_Your task_:
Omit all images, then return the remaining material exactly as it stands.

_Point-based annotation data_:
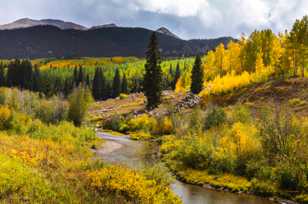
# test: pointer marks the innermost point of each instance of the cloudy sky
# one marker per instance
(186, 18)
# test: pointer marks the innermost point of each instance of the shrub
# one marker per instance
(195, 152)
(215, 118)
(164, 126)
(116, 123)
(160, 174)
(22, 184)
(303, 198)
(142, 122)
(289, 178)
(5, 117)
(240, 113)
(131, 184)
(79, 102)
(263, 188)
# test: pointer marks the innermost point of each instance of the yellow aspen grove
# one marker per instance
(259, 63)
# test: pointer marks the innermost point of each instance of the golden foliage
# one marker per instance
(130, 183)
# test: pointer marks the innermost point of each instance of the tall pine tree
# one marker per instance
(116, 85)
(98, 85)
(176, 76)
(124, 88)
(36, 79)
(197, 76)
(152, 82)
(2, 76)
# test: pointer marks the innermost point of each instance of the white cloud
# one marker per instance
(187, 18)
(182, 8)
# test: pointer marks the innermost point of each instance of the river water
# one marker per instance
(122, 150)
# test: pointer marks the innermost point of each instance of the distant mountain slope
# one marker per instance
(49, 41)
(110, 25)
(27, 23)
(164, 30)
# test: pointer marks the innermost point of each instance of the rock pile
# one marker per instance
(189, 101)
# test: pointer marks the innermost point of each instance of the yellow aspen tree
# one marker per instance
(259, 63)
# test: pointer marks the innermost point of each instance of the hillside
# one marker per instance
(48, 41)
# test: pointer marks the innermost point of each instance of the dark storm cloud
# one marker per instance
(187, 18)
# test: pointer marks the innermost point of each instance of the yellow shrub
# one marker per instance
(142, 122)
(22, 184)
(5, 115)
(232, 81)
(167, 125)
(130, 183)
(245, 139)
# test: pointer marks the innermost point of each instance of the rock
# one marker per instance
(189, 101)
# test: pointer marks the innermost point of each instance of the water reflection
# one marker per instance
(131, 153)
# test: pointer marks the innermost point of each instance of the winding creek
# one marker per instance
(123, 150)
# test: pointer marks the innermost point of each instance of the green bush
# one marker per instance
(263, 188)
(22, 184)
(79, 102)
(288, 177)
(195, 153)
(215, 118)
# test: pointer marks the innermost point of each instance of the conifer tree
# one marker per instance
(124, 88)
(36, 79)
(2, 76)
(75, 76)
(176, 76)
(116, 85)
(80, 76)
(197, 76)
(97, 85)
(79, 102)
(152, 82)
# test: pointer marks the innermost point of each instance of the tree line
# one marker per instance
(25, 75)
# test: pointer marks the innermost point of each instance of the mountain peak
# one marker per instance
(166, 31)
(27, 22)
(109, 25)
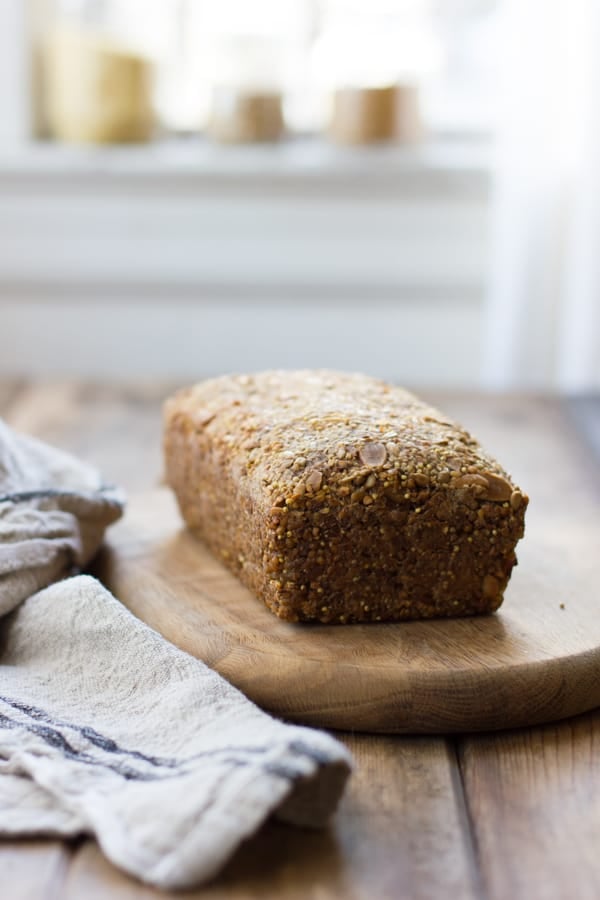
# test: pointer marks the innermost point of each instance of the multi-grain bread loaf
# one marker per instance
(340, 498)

_The output_:
# test: pointer marks the innermost point of each instance of the cloudy sky
# one marker per instance
(186, 18)
# test: pointer marks the innermost point of each instance of the shrub
# one marker per instance
(195, 152)
(215, 118)
(164, 126)
(116, 123)
(160, 174)
(22, 184)
(303, 198)
(142, 122)
(289, 178)
(5, 117)
(240, 113)
(131, 184)
(79, 102)
(263, 188)
# test: pointer marks the innermost point of each instance of the yellow aspen grove
# one marker per instance
(259, 63)
# test: pointer marks the innermost point of each instance of the golden foliage
# one marker per instance
(130, 183)
# test: pointer marks the innermost point of each instance of the tall pine tree
# one marker per instance
(116, 85)
(98, 85)
(176, 76)
(124, 88)
(36, 79)
(197, 76)
(152, 82)
(2, 76)
# test: pointer marks the innermost point of each instance of the white cloud
# one marker per instance
(187, 18)
(182, 8)
# test: pointer marks the innermost point of each instance of the river water
# one marker per instance
(122, 150)
# test: pointer marks the innermost point of each instance of the distant mountain slope
# one marker per instance
(49, 41)
(110, 25)
(27, 23)
(164, 30)
# test: pointer marks the innermost point of each instance of the rock pile
# one marker per instance
(189, 101)
# test: pointer marks the innermost point of each instance of the yellow aspen tree
# one marker per instance
(259, 63)
# test: pointer marks the innermost point of each instance of the hillside
# one marker per instance
(48, 41)
# test: pointer marks the innermost point of each instance of the dark storm cloud
# one marker per instance
(187, 18)
# test: pointer marks the innermost point of each instance of the yellow shrub
# one marker per instance
(142, 122)
(22, 184)
(5, 115)
(232, 81)
(167, 125)
(130, 183)
(245, 139)
# test: pointer marks the innermost point of each instance of the rock
# one marker per instance
(189, 101)
# test: pointer marks the innermost point of each instance of the water reflection
# one marker per instance
(131, 153)
# test: pointer marks the innermost point of each instance of the winding creek
# one marker per instance
(123, 150)
# test: pointer marks the innermost point of each instance of the green bush
# one marker per instance
(263, 188)
(22, 184)
(79, 102)
(288, 177)
(195, 153)
(215, 118)
# test: pointer marks the innermost point of each instance of the conifer tree
# one marker per instance
(124, 88)
(36, 79)
(2, 76)
(75, 76)
(176, 76)
(116, 85)
(80, 76)
(197, 76)
(97, 85)
(79, 102)
(152, 82)
# test: pointer marks the innermost point of each instance of the tree line
# one marker per instance
(25, 75)
# test: pointer marks the innermost point of each instance of the mountain peak
# one marker per instance
(166, 31)
(27, 22)
(109, 25)
# test: pointer marks the innermost point of each instance of the multi-grain bread loaf
# one marker per instance
(340, 498)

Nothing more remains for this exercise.